BRIEF: Extract the lines running from the line containing "Target: long apartment block" through the end of the records, both ends included, and reproduce them without any change.

Records from a point labeling set:
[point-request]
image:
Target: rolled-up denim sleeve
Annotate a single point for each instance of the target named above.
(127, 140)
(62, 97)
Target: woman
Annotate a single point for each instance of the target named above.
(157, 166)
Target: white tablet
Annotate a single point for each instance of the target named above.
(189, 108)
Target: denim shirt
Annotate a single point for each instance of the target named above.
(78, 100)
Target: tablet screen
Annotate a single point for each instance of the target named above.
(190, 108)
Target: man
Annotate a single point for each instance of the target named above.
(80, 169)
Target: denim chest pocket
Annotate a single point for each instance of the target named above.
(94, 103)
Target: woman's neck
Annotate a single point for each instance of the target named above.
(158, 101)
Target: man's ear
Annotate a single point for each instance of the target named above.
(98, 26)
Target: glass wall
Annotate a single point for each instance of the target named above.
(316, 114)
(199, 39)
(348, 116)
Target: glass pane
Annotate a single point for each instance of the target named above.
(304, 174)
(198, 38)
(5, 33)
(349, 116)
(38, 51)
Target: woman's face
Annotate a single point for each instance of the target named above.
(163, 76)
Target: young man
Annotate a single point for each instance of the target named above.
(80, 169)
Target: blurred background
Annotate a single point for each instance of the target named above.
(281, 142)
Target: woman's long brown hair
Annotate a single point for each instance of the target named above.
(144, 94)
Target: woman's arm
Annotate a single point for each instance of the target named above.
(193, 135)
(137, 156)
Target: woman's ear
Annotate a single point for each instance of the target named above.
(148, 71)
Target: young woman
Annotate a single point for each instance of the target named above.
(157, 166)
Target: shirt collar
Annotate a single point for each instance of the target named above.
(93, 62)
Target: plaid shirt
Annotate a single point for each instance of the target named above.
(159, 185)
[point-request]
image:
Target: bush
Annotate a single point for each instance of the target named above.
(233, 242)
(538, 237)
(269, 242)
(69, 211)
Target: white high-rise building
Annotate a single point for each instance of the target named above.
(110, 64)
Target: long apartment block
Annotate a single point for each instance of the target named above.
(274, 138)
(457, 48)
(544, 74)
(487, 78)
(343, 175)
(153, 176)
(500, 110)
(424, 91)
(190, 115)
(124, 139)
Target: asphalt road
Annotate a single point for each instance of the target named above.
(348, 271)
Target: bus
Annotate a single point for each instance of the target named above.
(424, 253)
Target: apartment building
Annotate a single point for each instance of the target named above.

SOLUTION:
Target: long apartment block
Annotate a single point for each instance of the target named above.
(274, 138)
(457, 48)
(544, 74)
(487, 78)
(343, 175)
(153, 176)
(500, 110)
(424, 91)
(190, 115)
(124, 139)
Target: asphalt road
Annotate a single point for each instance of the target named above.
(348, 271)
Target: bus
Annotate a single point for each instance of the target named above.
(424, 253)
Target: apartment building
Annotate a single point for each instance of the target named above.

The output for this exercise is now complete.